* **Work item**:
For each entry, output its words exactly and leave any picture behind.

* **Provided data**:
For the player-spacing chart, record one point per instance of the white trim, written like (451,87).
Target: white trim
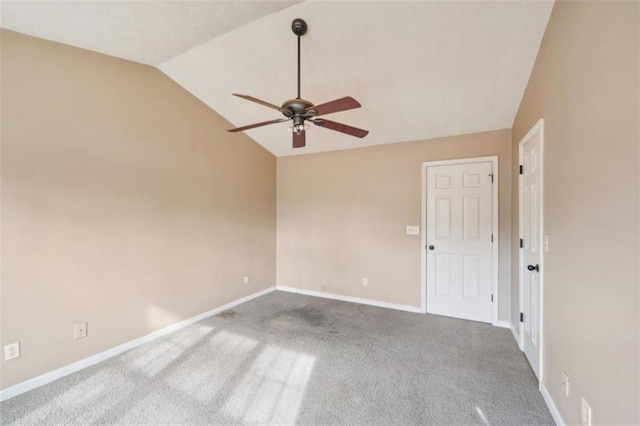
(49,377)
(503,324)
(538,126)
(555,413)
(496,237)
(351,299)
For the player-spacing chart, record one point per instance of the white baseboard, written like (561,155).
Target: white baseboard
(49,377)
(551,405)
(351,299)
(503,324)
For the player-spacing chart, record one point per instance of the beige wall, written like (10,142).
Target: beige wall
(125,203)
(584,84)
(342,216)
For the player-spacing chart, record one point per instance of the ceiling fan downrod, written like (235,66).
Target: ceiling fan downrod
(299,110)
(299,28)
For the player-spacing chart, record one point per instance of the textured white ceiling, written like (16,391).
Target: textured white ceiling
(420,69)
(150,32)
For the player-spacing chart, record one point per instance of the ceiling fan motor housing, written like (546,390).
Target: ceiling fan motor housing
(297,107)
(299,27)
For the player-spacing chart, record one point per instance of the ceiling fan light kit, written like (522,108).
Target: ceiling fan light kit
(299,110)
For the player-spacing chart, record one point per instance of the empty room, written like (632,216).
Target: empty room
(320,212)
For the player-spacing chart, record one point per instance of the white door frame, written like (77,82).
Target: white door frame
(494,223)
(538,126)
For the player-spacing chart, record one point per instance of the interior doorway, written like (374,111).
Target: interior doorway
(531,270)
(460,242)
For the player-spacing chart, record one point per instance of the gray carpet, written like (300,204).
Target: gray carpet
(286,358)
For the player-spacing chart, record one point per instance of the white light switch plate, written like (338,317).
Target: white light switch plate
(11,351)
(413,230)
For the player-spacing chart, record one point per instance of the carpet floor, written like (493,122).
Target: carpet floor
(290,359)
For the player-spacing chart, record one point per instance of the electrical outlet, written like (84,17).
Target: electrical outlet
(585,413)
(413,230)
(11,351)
(80,330)
(565,383)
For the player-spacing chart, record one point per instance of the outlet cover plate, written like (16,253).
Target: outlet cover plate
(413,230)
(11,351)
(80,330)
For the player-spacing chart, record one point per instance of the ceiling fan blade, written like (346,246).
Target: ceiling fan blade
(261,102)
(299,140)
(264,123)
(339,127)
(341,104)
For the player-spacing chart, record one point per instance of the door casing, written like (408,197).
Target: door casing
(539,126)
(494,223)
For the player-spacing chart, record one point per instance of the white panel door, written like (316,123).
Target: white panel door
(531,234)
(459,240)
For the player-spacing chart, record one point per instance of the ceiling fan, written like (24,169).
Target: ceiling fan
(301,110)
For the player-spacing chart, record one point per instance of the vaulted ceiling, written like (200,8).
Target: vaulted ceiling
(420,69)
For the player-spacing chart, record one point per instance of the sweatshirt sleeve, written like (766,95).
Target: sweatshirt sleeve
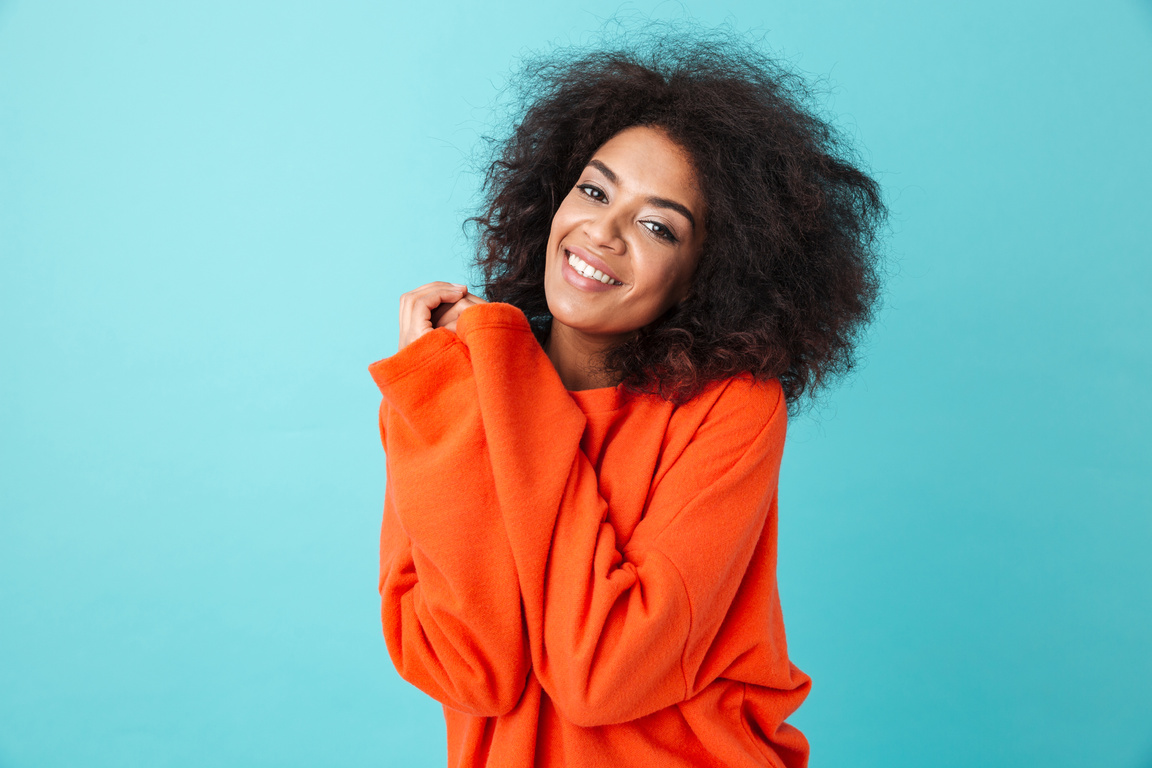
(614,632)
(449,594)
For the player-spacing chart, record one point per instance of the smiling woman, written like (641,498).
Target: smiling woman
(580,530)
(621,249)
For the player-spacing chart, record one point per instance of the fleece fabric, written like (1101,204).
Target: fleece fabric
(583,578)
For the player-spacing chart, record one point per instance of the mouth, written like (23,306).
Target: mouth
(588,271)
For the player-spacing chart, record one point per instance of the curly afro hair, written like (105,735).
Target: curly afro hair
(788,274)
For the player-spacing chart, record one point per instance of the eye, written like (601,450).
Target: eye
(660,230)
(591,191)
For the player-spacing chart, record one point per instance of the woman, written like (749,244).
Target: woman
(578,542)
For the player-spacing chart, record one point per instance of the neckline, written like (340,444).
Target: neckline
(599,398)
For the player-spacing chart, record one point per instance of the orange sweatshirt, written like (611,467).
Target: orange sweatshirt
(583,578)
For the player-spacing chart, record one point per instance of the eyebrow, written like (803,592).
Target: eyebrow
(659,202)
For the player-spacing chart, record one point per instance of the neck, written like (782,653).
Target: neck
(576,355)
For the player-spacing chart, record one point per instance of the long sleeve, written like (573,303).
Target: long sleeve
(614,631)
(449,594)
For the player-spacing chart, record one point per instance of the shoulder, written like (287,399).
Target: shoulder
(734,412)
(744,398)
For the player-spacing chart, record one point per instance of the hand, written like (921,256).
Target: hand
(446,314)
(416,309)
(433,305)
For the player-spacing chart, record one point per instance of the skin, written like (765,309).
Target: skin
(638,210)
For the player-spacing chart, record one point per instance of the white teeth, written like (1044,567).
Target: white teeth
(588,271)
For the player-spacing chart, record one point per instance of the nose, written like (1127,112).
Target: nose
(604,230)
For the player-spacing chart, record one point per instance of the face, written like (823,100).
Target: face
(636,214)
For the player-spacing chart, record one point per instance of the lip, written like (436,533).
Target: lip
(591,260)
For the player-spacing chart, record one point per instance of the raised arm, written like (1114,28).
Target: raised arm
(448,586)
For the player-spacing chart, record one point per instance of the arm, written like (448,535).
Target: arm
(619,633)
(449,594)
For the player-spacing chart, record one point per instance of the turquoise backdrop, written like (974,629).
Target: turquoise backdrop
(209,210)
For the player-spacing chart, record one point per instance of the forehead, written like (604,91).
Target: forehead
(646,161)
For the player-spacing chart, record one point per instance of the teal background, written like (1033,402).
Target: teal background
(209,211)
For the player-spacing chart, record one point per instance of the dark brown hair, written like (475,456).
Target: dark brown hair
(788,275)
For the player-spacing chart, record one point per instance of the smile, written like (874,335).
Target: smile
(586,271)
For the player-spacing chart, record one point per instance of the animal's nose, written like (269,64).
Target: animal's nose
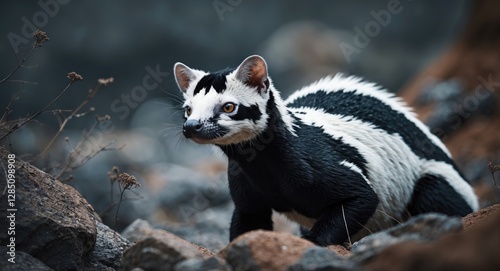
(191,127)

* **Exercise output**:
For the player-spacing chart, record one point per instance of the white trim, written like (451,87).
Target: white trim
(49,377)
(503,324)
(538,126)
(555,413)
(496,237)
(351,299)
For the player-spacing chart, record one point per instance of the white baseboard, written like (561,155).
Target: white baseboard
(49,377)
(551,405)
(351,299)
(503,324)
For the player-spacing chart, record one point per instance of the beige wall, written like (10,142).
Target: beige wall
(125,203)
(584,84)
(342,216)
For the player-spacing chart, record one point per instance of the ceiling fan downrod, written like (235,66).
Target: ceiling fan downrod
(299,110)
(299,28)
For the player-spacing chart, record one point per instance of the textured white ceiling, written like (16,391).
Target: textured white ceiling
(420,69)
(150,32)
For the player-spacing chart, record one point per instance of the ceiling fan motor housing, written like (546,390).
Target: ceiling fan motor housing
(297,107)
(299,27)
For the player-spacing chart, record one point per instance of the ceiling fan light kit, written like (522,108).
Target: ceiling fan light kit
(299,110)
For the player-spacing chart, record one point per instance of the empty room, written like (632,216).
Target: empty room
(320,212)
For the player-spacing chart, record one point per instance of the white door frame, written like (77,82).
Target: white door frame
(494,223)
(538,126)
For the player-spacing chart, record one point per instance of the interior doorway, written like (374,111).
Target: interior doorway
(531,270)
(460,242)
For the player-spacing chart, record one point per instance of the gray carpet, written like (300,204).
Target: gray carpet
(286,358)
For the player-spacing chart, record one point per instance of the white light switch plate, written like (338,317).
Target: white light switch plate
(11,351)
(413,230)
For the player-spacing chart, record one point per instance of the carpet floor, written like (493,122).
Target: carpet floor
(290,359)
For the player-spacing chart, record one point per instance of the electrical outlet, written like (84,17).
Target: electrical outlet
(585,413)
(413,230)
(11,351)
(80,330)
(565,383)
For the player-spacing chart, record one point per instance of the outlet cover plate, written like (16,253).
Target: outlet cover plate
(413,230)
(11,351)
(80,330)
For the player-spacing chart, record one point per instance of the ceiling fan blade, written like (346,246).
Target: ceiling fan blade
(261,102)
(299,140)
(264,123)
(339,127)
(341,104)
For the player-spacing chart, record one point per instance of the door casing, written like (408,197).
Target: door casing
(539,126)
(494,223)
For the player-spacing chart, record one point per instance of the white panel door, written like (316,123).
Target: white panel door
(531,234)
(459,240)
For the player-spacing chart, record one point per instance of the ceiling fan, written like (24,169).
Target: ceiling fan
(301,110)
For the player-spacing chart, record one point per instance of the vaulted ceiling, written like (200,8).
Target: vaulted ceiling
(420,69)
For the player-spacing chart, record one point per instance of the sweatshirt sleeve, written like (766,95).
Target: sweatshirt sleeve
(614,632)
(449,594)
For the player-spacing chart, record one point per instance of the smiling woman, written like (641,498).
Target: smiling woman
(580,530)
(621,249)
For the player-spacing chart, record one point per instance of the fleece fabric, written like (1101,204).
Target: fleece fabric
(583,578)
For the player-spacing chart, record one point per instance of the mouth, written like (23,306).
Target: mouth
(588,271)
For the player-spacing chart, record one point per instance of the curly afro hair, written like (105,735).
Target: curly afro hair
(788,274)
For the player-spacing chart, record one point per instance of the eye, written like (601,450).
Target: eye
(660,230)
(591,191)
For the player-spacing chart, record one point per instance of the woman, written like (749,244).
Target: woman
(578,542)
For the player-spacing chart, record one point per instance of the neckline, written like (340,444).
Target: neckline
(599,398)
For the player-spacing chart, record one point per instance of the orange sweatshirt, written like (611,467).
Target: orange sweatshirt
(583,578)
For the player-spacing chart, record one point per instance of the eyebrow, written like (803,592).
Target: eyebrow
(659,202)
For the player-spacing chart, record one point per instance of the neck, written like (782,653).
Target: neck
(576,355)
For the player-spacing chart, record one point per instance of the long sleeve, written like (573,303).
Target: long sleeve
(614,631)
(449,594)
For the player-spacing chart, record one point per instance of the shoulder, written like (287,399).
Target: shoulder
(734,412)
(744,398)
For the player-spacing chart, record one point per instance of the hand, written like (921,256).
Target: hand
(446,314)
(416,309)
(433,305)
For the player-spacing chart, record one point per instance of the skin, written like (765,309).
Target: skin
(638,210)
For the player-spacing chart, record one point per instance of the white teeth, written like (1044,567).
Target: white teeth
(588,271)
For the player-spacing chart, record one point per instance of the nose, written like (1127,112).
Target: nose
(604,230)
For the player-spacing chart, record one point per instance of the face, written like (823,100).
Target: face
(636,214)
For the player-spacing chart, record one point per instance of the lip, written like (436,533).
Target: lip
(591,260)
For the player-spacing chart, record one point per instance of the raised arm, written like (1114,28).
Target: raised arm
(448,586)
For the player-spacing chart, record one point per instance of the arm, written like (448,535).
Target: arm
(619,633)
(449,594)
For the player-spacing chart, record one point per instance of the turquoise backdrop, written like (974,629).
Target: turquoise backdrop
(209,210)
For the player-spacing chart, record one point per instance of the forehead, written like (604,91).
Target: forehead
(646,161)
For the player-spacing chart, record one point per instance of the teal background, written like (1033,402).
Target: teal background
(209,211)
For the player-spacing chart, record one point per instance of the dark brown hair, written like (475,456).
Target: dark brown hair
(788,275)
For the player-spacing chart, record one point per instance of the smile, written like (874,335).
Target: smile
(586,271)
For the player-spacing chart, record one point per instance of the animal's nose, written like (269,64).
Target: animal's nose
(191,127)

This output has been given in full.